SHORT EXERCISE — From the data below, keep only the lines that contain the string "above" and copy them out. The match is case-sensitive.

Collection entries
···

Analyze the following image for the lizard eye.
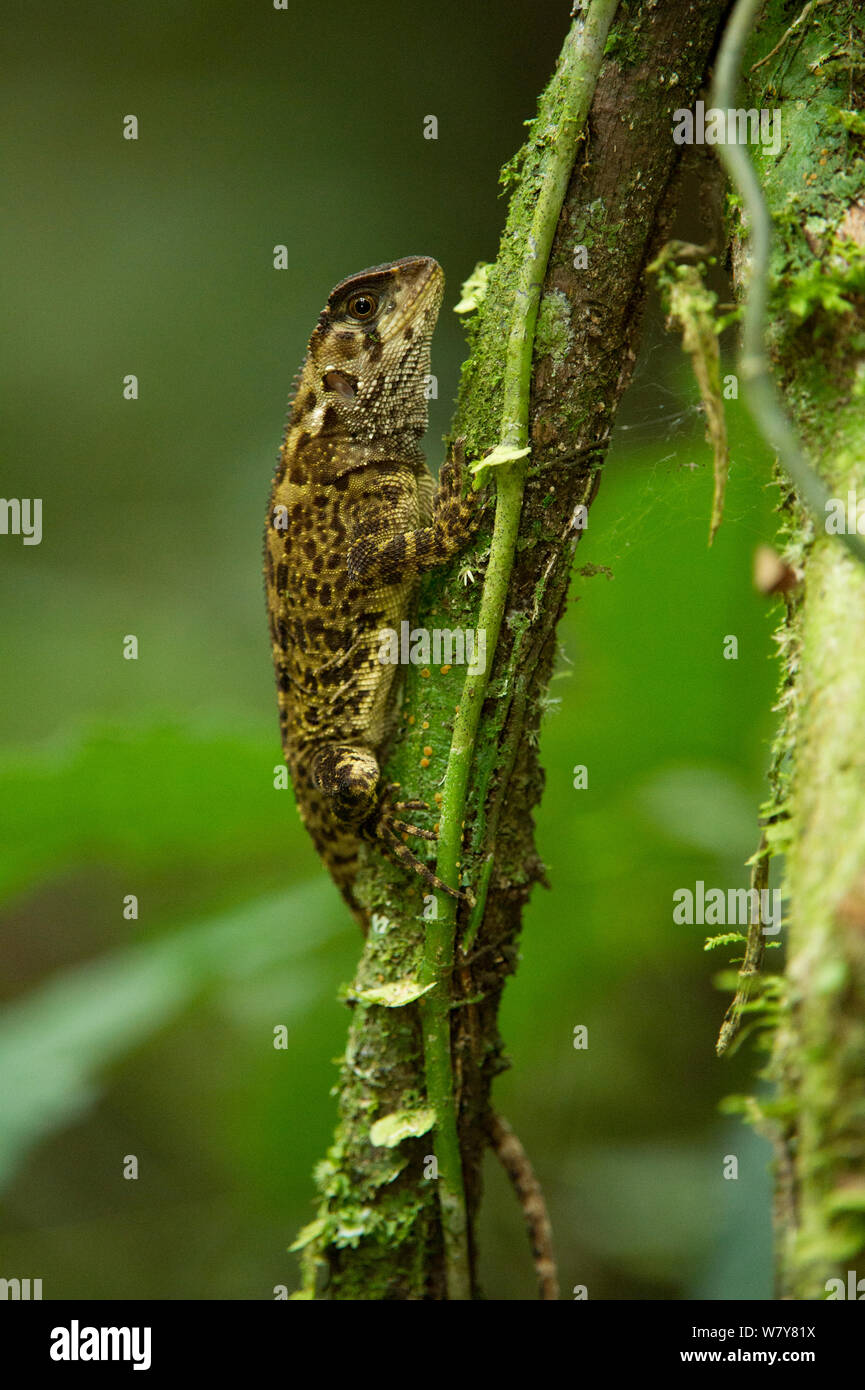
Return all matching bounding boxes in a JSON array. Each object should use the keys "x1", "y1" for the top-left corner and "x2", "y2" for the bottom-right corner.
[{"x1": 348, "y1": 295, "x2": 378, "y2": 322}]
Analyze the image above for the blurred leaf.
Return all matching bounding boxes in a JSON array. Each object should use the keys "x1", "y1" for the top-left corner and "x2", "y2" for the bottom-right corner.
[
  {"x1": 0, "y1": 878, "x2": 342, "y2": 1186},
  {"x1": 638, "y1": 767, "x2": 758, "y2": 855},
  {"x1": 0, "y1": 726, "x2": 302, "y2": 901}
]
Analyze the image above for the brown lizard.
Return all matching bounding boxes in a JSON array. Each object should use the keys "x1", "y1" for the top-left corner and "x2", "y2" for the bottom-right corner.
[{"x1": 264, "y1": 256, "x2": 478, "y2": 930}]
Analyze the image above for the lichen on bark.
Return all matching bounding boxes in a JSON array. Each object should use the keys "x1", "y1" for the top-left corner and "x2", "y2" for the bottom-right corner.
[{"x1": 733, "y1": 0, "x2": 865, "y2": 1300}]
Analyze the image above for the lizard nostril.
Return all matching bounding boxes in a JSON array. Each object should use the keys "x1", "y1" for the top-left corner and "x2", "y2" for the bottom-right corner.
[{"x1": 321, "y1": 371, "x2": 357, "y2": 400}]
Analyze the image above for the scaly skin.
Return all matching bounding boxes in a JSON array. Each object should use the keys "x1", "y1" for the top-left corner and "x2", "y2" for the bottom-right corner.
[{"x1": 264, "y1": 256, "x2": 477, "y2": 930}]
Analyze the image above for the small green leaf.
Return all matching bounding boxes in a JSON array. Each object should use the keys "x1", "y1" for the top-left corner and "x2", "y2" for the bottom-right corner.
[{"x1": 370, "y1": 1106, "x2": 435, "y2": 1148}]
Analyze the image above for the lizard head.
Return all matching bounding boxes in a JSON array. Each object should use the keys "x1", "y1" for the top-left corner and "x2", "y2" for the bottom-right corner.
[{"x1": 303, "y1": 256, "x2": 445, "y2": 439}]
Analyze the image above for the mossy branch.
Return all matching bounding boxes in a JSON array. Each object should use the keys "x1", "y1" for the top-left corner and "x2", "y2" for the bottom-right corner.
[
  {"x1": 420, "y1": 0, "x2": 619, "y2": 1298},
  {"x1": 712, "y1": 0, "x2": 865, "y2": 564}
]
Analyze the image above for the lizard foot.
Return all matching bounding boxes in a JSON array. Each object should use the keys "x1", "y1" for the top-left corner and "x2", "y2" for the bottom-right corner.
[{"x1": 362, "y1": 783, "x2": 467, "y2": 902}]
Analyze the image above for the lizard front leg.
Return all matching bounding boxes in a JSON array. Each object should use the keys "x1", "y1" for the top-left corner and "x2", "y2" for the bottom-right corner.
[
  {"x1": 348, "y1": 439, "x2": 480, "y2": 585},
  {"x1": 310, "y1": 744, "x2": 463, "y2": 898}
]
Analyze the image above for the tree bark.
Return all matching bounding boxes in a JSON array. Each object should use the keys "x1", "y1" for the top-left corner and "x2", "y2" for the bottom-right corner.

···

SOLUTION FOR THIS EXERCISE —
Analyze the image above for the blurred leaf.
Analyze the image above for the brown lizard.
Analyze the image above for the lichen on bark.
Analyze the image above for the lizard nostril.
Analyze the image above for the scaly skin.
Analyze the image above for the small green leaf.
Analyze the image above for the lizard head.
Analyze the image above for the mossy branch.
Analyze the image above for the lizard foot.
Analyze the image above for the lizard front leg.
Analyze the image above for the tree bark.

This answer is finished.